### [THE EXERCISE]
Can you reproduce the material below, swapping every "rubber boot" for "rain boot" and leaving everything else unchanged?

######

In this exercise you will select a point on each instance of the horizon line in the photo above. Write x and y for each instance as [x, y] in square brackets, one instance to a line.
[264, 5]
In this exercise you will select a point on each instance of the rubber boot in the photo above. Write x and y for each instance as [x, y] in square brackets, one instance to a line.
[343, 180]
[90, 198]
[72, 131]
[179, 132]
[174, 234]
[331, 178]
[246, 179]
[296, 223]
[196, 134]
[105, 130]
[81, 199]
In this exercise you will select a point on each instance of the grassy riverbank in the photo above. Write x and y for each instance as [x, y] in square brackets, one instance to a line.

######

### [WRITTEN REPLY]
In this exercise you will select a point on each instance of the horizon line in the photo above. Write x and y for each instance as [x, y] in square brackets, one instance to a line.
[264, 5]
In this exercise you will select a point on each instance of the rain boot in the photo above. Write x and y for each instance as [x, y] in square brackets, one instance to a line.
[343, 180]
[90, 198]
[72, 131]
[179, 132]
[174, 234]
[331, 178]
[246, 179]
[296, 223]
[196, 134]
[105, 130]
[81, 199]
In this exercise you will select a point on each instance of the grassy riverbank in the photo above. Write x and y for each instance as [x, y] in square brackets, one instance to a line.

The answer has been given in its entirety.